(Problem to solve) Could you give back every entry below exactly, with the pictures dropped?

━━━━━━━━

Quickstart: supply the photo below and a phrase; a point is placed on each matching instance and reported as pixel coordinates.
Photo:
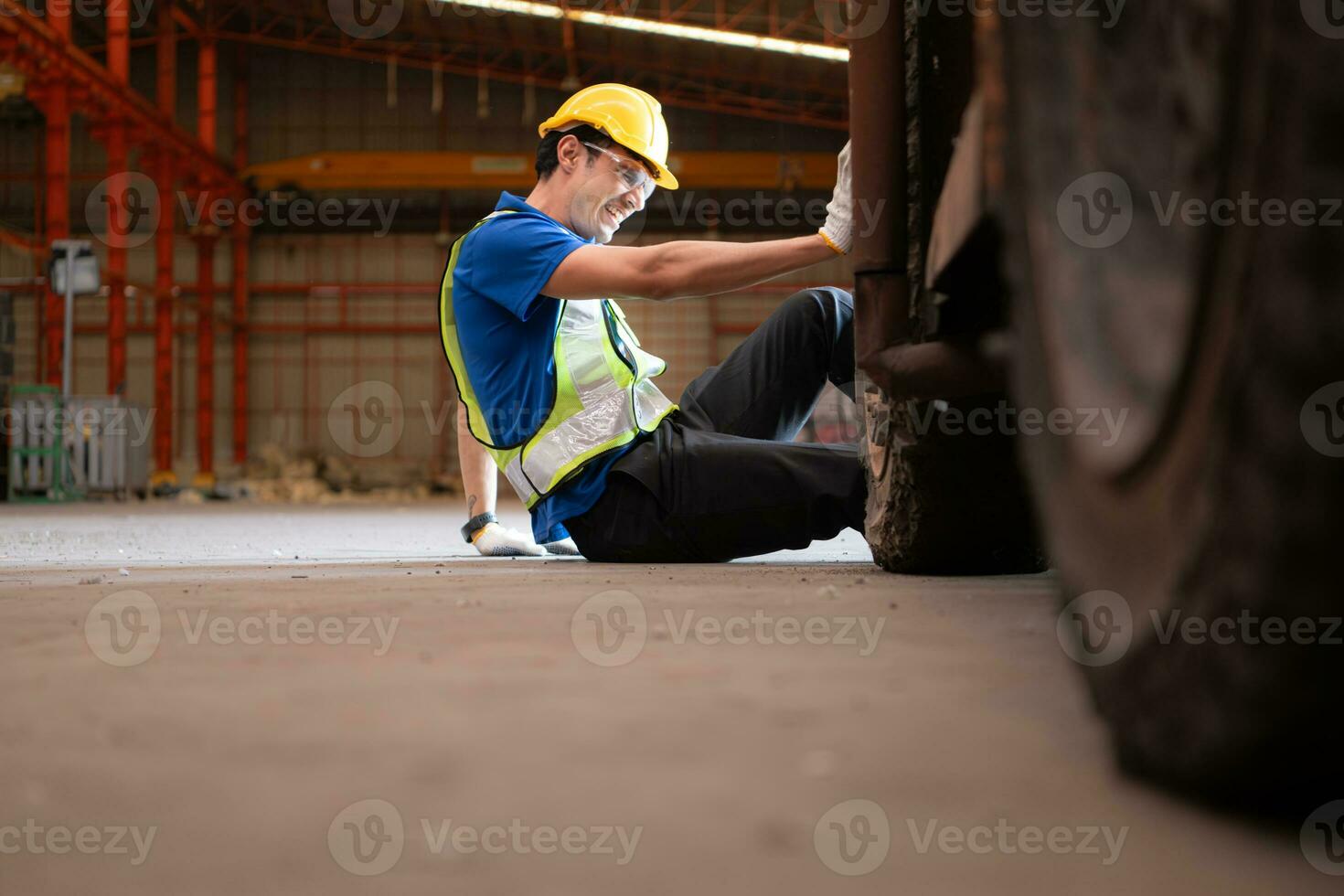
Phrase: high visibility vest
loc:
(603, 398)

━━━━━━━━

(Answer to the exercise)
Quickstart: supply the photo below and a phrase; a point is placed on each matching instance and reported as pixel coordinates.
Photo:
Phrase: high visibility vest
loc:
(603, 398)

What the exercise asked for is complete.